▶ DATA EXCERPTS
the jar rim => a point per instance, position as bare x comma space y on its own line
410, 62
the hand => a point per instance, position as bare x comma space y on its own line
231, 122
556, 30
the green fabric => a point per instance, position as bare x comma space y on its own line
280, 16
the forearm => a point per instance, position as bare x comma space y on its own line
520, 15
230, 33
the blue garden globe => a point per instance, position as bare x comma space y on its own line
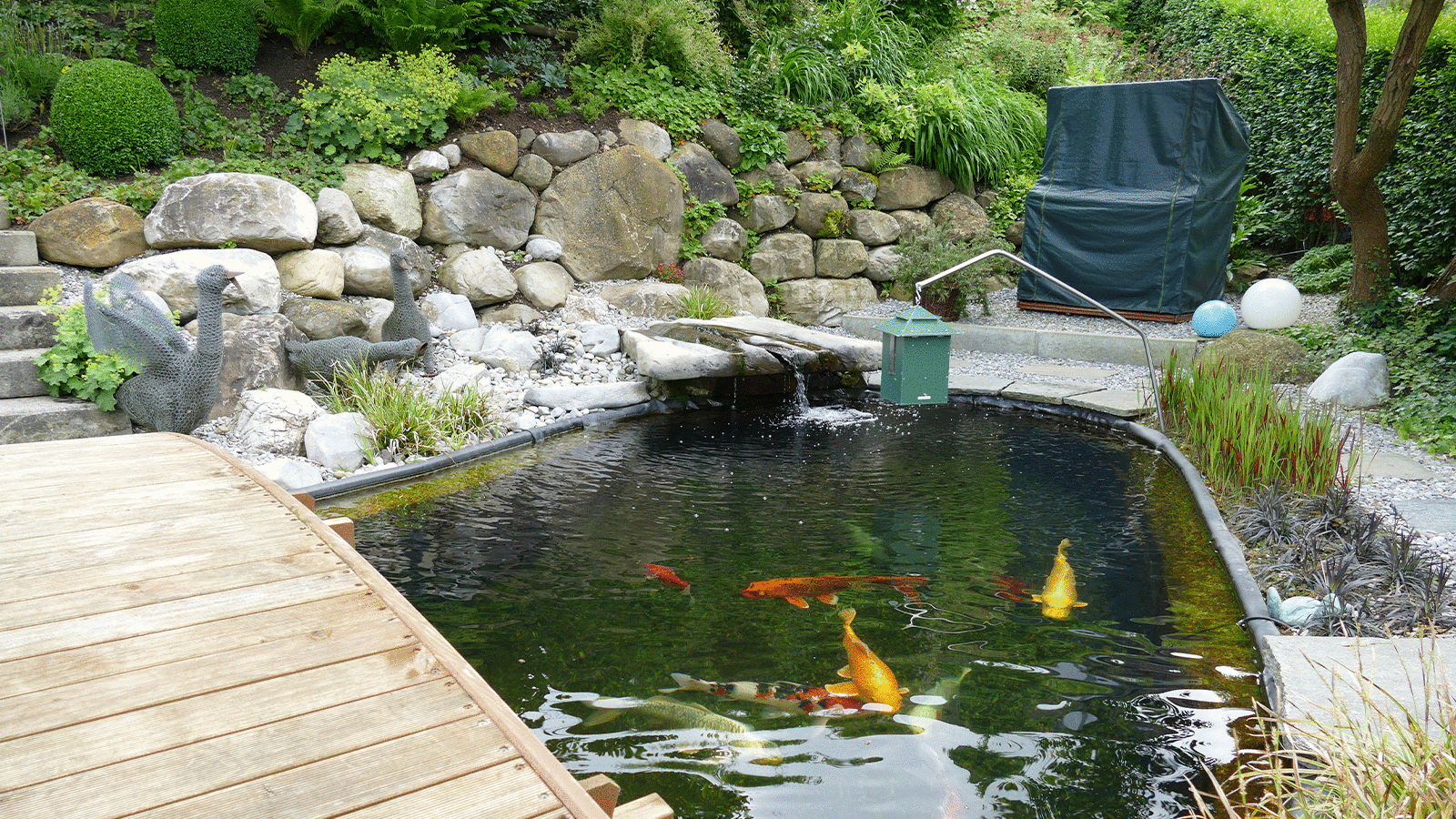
1212, 319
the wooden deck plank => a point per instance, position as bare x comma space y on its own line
217, 763
145, 592
18, 643
388, 652
463, 797
159, 653
379, 773
73, 749
162, 647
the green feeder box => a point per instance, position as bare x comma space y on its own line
915, 365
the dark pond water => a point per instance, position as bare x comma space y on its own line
533, 567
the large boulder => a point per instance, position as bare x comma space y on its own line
92, 232
385, 197
1249, 351
1358, 380
706, 178
492, 149
910, 187
783, 257
824, 302
733, 283
248, 210
480, 276
478, 207
174, 276
616, 215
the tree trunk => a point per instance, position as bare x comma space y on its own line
1353, 171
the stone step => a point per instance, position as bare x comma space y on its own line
26, 327
33, 419
25, 285
18, 248
19, 376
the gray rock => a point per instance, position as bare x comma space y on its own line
92, 232
497, 150
873, 227
276, 420
543, 285
839, 258
385, 197
724, 142
590, 397
650, 136
429, 165
783, 257
318, 318
312, 273
766, 213
339, 442
480, 276
724, 239
1358, 380
824, 302
339, 222
478, 207
565, 149
706, 178
174, 276
616, 215
733, 283
248, 210
910, 187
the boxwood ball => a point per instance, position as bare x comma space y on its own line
1212, 319
1270, 303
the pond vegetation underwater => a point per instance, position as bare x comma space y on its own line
535, 567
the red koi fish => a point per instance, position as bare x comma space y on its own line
666, 576
784, 695
824, 589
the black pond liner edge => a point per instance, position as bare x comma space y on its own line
1257, 620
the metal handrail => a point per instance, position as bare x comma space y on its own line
1148, 350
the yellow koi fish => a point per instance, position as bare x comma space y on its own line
1059, 596
873, 680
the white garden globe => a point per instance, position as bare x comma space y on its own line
1270, 303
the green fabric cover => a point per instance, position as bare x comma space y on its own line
1135, 203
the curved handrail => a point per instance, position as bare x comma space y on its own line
1148, 350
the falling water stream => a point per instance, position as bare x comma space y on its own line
533, 567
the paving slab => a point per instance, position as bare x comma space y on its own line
1332, 680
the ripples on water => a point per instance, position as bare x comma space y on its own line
538, 579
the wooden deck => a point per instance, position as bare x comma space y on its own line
181, 637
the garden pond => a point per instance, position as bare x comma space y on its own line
535, 566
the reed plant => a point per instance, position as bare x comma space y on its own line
408, 420
1373, 756
1245, 436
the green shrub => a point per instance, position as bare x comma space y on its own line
371, 108
1322, 270
207, 35
640, 34
111, 118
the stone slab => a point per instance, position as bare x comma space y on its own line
1121, 402
1329, 678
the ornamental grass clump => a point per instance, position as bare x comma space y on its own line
407, 419
1376, 756
1245, 436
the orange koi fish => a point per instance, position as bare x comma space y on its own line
666, 576
784, 695
824, 589
1059, 596
871, 678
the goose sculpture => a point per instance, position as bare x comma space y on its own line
405, 321
177, 380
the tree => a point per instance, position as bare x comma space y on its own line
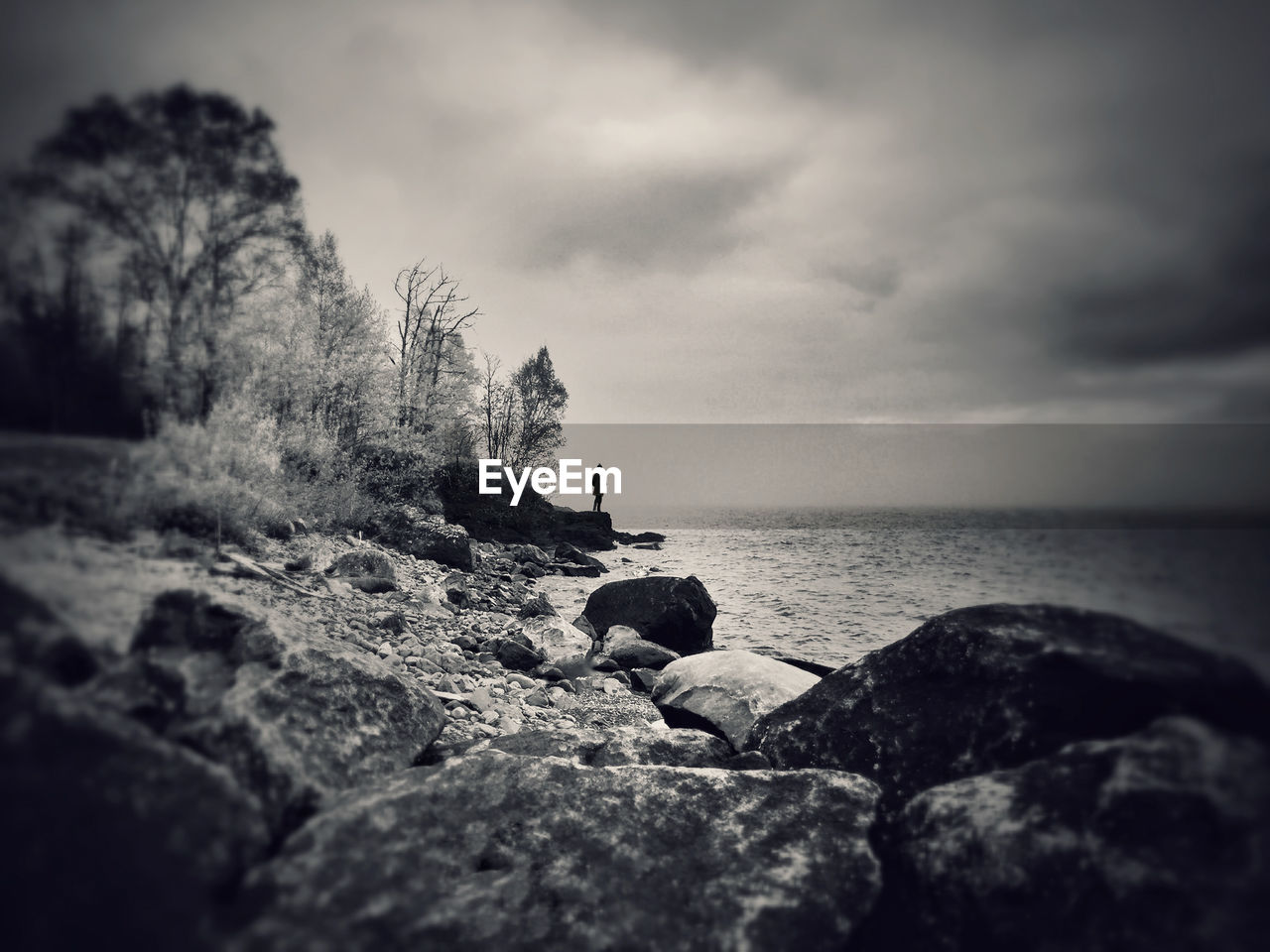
193, 209
429, 341
541, 400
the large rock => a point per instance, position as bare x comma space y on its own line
726, 689
617, 747
295, 717
991, 687
365, 562
500, 852
113, 838
630, 651
584, 530
676, 613
567, 552
411, 531
1151, 843
33, 638
554, 638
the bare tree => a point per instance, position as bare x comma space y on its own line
429, 340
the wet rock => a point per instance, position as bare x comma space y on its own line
414, 532
996, 685
728, 690
99, 815
1151, 843
538, 606
294, 717
362, 562
517, 657
572, 555
456, 590
619, 747
790, 869
556, 639
676, 613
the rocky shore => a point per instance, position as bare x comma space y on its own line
334, 744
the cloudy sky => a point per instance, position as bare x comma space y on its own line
808, 211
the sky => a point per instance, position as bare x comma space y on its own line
815, 211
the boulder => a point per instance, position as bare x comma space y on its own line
538, 606
529, 555
726, 690
589, 531
500, 852
640, 653
414, 532
516, 656
991, 687
33, 638
362, 562
554, 638
295, 719
617, 747
112, 835
567, 552
1151, 843
574, 570
676, 613
456, 590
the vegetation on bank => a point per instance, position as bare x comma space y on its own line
158, 281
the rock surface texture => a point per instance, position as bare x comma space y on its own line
676, 613
726, 689
559, 856
991, 687
1155, 843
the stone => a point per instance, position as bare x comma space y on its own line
296, 719
1152, 842
529, 555
789, 867
676, 613
567, 552
992, 687
644, 679
362, 562
372, 584
538, 606
554, 638
517, 657
640, 653
620, 747
414, 532
456, 590
726, 690
100, 814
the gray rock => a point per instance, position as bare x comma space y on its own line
1150, 843
538, 865
296, 719
538, 606
996, 685
554, 638
676, 613
362, 562
99, 815
412, 531
726, 689
619, 747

▶ EXERCISE PROMPT
Write out each entry exactly as given, but skip the pictures.

▶ SOLUTION TO THIS PROBLEM
the jar rim => a point per instance, position as bare x comma space y on its own line
410, 62
the hand => a point per instance, position as bare x comma space y on its own line
231, 122
556, 30
the green fabric => a point per instance, position as bare x comma space y on its own line
280, 16
the forearm => a point per instance, position as bare x comma space y on its own line
520, 15
230, 33
the blue garden globe => a point per instance, position as bare x comma space y on its own line
1212, 319
the wooden deck plank => a point per instance, position as bare x comma space y on its own line
217, 763
145, 592
18, 643
388, 652
463, 797
159, 653
379, 773
73, 749
162, 647
the green feeder box => a point per instance, position as bare x comma space y on its own line
915, 365
the dark pond water => a point per instance, position as bare x comma space y on its own line
533, 567
the large boulder => a point per instance, position as bare x comma space y on its own line
92, 232
385, 197
1249, 351
1358, 380
706, 178
492, 149
910, 187
783, 257
824, 302
733, 283
248, 210
480, 276
478, 207
174, 276
616, 215
the tree trunk => a point per instance, position as bare x comma space y on its own line
1353, 171
the stone step => a point per instance, position as bare x comma space y on its own line
26, 327
33, 419
25, 285
18, 248
19, 376
the gray rock => a point per instance, position as bare x comma space y on its own line
92, 232
497, 150
873, 227
276, 420
543, 285
839, 258
385, 197
724, 142
590, 397
650, 136
429, 165
783, 257
318, 318
312, 273
766, 213
339, 442
480, 276
724, 239
1358, 380
824, 302
339, 222
478, 207
565, 149
706, 178
174, 276
616, 215
733, 283
248, 210
910, 187
the boxwood ball => a point per instance, position as bare x comma space y on its own line
1212, 319
1270, 303
the pond vegetation underwater => a point per instance, position as bare x comma space y on its own line
535, 567
the red koi fish => a point per instance, position as bare x comma space y on its own line
666, 576
784, 695
824, 589
the black pond liner edge => a point per instance, position as bare x comma space y on its own line
1257, 620
the metal handrail => a point per instance, position as bare x comma space y on its own line
1148, 350
the yellow koi fish => a point per instance, position as bare x comma space y on its own line
1059, 596
873, 680
the white garden globe => a point per instance, position as bare x comma space y on its own line
1270, 303
the green fabric cover => a point per instance, position as bare x comma space y on its own line
1135, 203
the curved handrail => a point per instance, position as bare x comma space y on its own line
1148, 350
the falling water stream => a point per instance, position as bare x comma space y on its own line
533, 567
the paving slab => a point per instance, position as bare x comma space y on its own line
1332, 680
the ripples on water => a point per instance, position as bare x comma space y on its own line
538, 579
the wooden deck => a point per instance, position as bare x comma space y on its own line
181, 637
the garden pond => a point per instance, position as bare x comma space y on its own line
535, 566
the reed plant => a point per instance, position as bare x comma space y on its own line
408, 420
1373, 756
1245, 436
the green shrub => a point per instance, position as bare x comma space y on its own line
371, 108
1322, 270
207, 35
640, 34
111, 118
the stone slab => a point per instance, position as bare x comma space y on its own line
1121, 402
1329, 678
the ornamental grass clump => a point per instance, position as bare x comma space y on its own line
407, 419
1376, 756
1245, 436
the orange koi fish => a point per instance, position as bare x comma space y on its own line
666, 576
784, 695
824, 589
1059, 596
871, 678
the goose sculpture => a point per instance, position as bare x comma space y on its own line
405, 321
177, 380
the tree => a point per instance, position as bare x comma space y on its own line
193, 209
429, 341
541, 400
the large rock => a point per instance, position as bare x comma space y on its own line
726, 689
617, 747
295, 717
991, 687
365, 562
500, 852
113, 838
630, 651
584, 530
676, 613
567, 552
411, 531
1151, 843
33, 638
554, 638
the bare tree => a point per instance, position as bare x comma space y on its own line
429, 340
the wet rock => a point per instance, position as bare x comma space y on its own line
414, 532
996, 685
728, 690
99, 815
1151, 843
538, 606
294, 717
362, 562
517, 657
572, 555
456, 590
619, 747
790, 869
556, 639
676, 613
the rocky shore => a point per instance, position as bare x comma space y on its own line
334, 744
the cloudy sky => a point per instance, position as bare x comma space y on its own line
808, 211
the sky => a point per instance, position as bare x comma space y on its own line
815, 211
the boulder => a point per instance, position as bare x comma space y on its own line
538, 606
529, 555
726, 690
589, 531
500, 852
640, 653
414, 532
516, 656
991, 687
33, 638
362, 562
554, 638
295, 719
617, 747
112, 835
567, 552
1151, 843
574, 570
676, 613
456, 590
the vegetation on bank => a point per instance, position as bare x comma space y on its own line
158, 281
the rock surface texture => a point per instance, position as bare x comma space y on its own line
676, 613
726, 689
559, 856
991, 687
1155, 843
the stone => a point per instance, position as bare x comma space y on its own line
296, 719
1152, 842
529, 555
789, 867
676, 613
567, 552
992, 687
644, 679
362, 562
372, 584
538, 606
554, 638
517, 657
640, 653
620, 747
414, 532
456, 590
726, 690
100, 814
the gray rock => a point per instance, position as bare x comma space y on its own line
1150, 843
538, 865
296, 719
538, 606
996, 685
554, 638
676, 613
362, 562
99, 815
412, 531
726, 689
619, 747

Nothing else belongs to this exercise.